▶ **To do**
In the records below, find the line that contains "[ ] a keypoint on each instance of the nose wheel" and the line that contains "[ ] a keypoint on each instance of the white", then retype exactly those two lines and every line between them.

[Stored dataset items]
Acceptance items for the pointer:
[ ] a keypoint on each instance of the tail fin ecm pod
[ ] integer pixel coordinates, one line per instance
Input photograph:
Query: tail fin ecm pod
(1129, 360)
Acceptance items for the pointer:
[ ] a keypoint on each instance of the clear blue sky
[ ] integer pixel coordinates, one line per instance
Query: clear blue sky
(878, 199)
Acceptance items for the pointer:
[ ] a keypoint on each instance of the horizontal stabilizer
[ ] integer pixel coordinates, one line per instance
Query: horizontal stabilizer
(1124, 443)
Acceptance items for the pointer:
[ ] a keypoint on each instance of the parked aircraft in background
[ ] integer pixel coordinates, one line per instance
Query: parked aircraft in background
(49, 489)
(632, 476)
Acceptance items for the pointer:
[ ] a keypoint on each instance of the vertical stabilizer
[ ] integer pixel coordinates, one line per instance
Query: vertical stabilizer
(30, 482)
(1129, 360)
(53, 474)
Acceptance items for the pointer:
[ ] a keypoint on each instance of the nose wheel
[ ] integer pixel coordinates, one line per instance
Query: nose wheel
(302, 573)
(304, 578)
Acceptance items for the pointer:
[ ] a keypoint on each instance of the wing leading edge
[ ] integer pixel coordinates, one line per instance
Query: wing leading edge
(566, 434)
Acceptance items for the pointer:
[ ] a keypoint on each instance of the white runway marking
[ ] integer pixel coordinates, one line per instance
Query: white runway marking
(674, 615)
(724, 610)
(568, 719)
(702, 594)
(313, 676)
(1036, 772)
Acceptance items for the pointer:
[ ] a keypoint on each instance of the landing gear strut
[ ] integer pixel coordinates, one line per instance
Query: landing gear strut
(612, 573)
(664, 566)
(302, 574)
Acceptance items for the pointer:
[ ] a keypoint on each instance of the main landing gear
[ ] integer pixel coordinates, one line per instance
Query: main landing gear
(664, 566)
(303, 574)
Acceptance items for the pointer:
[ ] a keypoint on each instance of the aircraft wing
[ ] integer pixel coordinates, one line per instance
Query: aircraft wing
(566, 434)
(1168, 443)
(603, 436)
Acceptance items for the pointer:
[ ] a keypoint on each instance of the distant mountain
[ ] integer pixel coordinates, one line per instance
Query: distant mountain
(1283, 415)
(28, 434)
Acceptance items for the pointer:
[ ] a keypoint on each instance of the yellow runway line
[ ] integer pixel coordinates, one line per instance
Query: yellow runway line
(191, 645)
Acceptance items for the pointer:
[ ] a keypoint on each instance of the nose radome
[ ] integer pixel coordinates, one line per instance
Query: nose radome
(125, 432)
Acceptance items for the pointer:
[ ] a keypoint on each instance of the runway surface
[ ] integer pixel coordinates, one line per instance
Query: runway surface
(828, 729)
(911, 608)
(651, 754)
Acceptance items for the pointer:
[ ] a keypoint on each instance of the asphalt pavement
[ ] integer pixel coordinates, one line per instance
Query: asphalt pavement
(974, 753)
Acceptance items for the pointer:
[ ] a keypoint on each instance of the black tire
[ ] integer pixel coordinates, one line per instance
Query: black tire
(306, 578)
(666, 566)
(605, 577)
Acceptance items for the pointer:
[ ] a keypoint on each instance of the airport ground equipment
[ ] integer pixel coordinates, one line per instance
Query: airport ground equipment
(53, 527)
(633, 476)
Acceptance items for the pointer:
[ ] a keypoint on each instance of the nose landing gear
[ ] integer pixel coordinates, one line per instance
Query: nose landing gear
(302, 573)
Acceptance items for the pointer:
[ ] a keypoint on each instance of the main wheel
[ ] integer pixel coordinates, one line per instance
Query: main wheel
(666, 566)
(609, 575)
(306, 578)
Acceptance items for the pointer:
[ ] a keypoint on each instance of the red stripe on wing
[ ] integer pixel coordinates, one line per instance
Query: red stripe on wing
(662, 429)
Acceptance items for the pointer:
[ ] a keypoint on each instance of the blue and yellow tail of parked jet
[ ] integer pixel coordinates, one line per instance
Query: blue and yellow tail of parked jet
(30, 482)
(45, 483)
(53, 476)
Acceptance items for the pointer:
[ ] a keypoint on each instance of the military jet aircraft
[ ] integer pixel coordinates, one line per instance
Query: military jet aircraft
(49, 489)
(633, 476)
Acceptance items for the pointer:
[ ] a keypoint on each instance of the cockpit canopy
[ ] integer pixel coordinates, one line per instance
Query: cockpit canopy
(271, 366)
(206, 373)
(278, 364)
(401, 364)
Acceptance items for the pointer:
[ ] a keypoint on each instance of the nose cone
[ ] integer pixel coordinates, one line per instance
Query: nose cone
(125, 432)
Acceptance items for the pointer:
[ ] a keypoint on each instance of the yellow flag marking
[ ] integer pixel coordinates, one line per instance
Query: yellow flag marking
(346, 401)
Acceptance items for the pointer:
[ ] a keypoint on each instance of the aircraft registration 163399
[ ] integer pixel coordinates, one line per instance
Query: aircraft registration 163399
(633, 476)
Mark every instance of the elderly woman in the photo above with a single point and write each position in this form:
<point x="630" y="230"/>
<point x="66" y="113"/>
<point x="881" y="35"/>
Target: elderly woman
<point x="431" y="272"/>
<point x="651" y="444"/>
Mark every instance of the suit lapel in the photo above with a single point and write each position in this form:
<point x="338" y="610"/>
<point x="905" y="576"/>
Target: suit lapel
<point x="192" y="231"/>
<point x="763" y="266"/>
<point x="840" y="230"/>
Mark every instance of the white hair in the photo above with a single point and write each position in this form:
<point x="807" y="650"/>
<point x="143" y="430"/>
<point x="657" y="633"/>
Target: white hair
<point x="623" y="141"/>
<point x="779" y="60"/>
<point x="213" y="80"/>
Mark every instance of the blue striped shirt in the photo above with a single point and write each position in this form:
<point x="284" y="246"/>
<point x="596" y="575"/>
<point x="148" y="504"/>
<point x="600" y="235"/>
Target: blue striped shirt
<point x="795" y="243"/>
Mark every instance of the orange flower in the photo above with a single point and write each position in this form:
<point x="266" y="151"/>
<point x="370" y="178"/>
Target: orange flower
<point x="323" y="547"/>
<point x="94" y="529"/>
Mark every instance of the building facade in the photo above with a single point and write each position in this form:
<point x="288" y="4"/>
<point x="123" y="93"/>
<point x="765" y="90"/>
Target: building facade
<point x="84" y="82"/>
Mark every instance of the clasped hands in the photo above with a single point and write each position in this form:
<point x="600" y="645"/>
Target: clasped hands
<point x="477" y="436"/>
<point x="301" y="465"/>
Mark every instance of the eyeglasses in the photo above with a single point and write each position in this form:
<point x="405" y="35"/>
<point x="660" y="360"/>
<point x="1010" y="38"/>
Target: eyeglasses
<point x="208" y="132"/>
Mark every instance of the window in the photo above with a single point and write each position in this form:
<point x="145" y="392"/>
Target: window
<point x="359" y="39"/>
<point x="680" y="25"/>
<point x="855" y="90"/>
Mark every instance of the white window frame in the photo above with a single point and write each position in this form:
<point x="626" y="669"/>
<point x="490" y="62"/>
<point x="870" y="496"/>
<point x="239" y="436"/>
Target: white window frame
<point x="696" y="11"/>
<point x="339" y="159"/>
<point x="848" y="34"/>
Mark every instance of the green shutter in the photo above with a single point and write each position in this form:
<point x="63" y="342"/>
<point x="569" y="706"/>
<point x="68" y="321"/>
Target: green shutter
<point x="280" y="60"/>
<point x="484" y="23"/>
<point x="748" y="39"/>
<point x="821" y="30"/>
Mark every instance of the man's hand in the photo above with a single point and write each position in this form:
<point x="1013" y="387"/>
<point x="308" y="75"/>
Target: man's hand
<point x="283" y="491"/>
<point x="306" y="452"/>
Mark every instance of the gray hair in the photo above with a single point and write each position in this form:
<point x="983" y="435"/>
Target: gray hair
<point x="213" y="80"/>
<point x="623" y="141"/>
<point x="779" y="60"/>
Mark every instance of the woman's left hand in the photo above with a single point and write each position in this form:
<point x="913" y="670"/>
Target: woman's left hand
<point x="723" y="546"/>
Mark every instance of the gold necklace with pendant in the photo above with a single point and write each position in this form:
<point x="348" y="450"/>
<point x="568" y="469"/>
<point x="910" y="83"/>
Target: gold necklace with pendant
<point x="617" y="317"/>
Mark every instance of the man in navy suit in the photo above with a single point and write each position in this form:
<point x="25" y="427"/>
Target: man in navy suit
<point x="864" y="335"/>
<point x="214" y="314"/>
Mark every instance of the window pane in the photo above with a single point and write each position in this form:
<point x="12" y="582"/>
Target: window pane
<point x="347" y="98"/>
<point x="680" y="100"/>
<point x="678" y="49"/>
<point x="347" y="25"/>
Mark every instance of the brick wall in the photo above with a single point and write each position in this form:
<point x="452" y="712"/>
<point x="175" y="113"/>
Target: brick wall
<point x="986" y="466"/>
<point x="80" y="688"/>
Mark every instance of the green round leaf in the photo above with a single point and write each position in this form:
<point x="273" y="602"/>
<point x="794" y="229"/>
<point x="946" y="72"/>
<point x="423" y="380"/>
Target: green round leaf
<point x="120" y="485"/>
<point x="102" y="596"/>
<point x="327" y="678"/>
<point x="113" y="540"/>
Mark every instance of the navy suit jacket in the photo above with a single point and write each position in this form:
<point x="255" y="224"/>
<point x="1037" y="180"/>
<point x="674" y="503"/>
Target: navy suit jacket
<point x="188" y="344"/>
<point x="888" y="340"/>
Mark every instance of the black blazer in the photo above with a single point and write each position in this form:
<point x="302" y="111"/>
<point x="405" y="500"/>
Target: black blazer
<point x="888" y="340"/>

▶ **Worked solution**
[ ] a keypoint on each instance of the nose wheel
[ ] integer pixel coordinates, one line per instance
Query: nose wheel
(302, 573)
(304, 578)
Acceptance items for the pointer:
[ ] a keypoint on each instance of the wing leading edge
[ ] integer pixel coordinates, one line per instance
Query: wing leading edge
(566, 434)
Acceptance items for the pointer:
[ ] a keypoint on each instance of the white runway marking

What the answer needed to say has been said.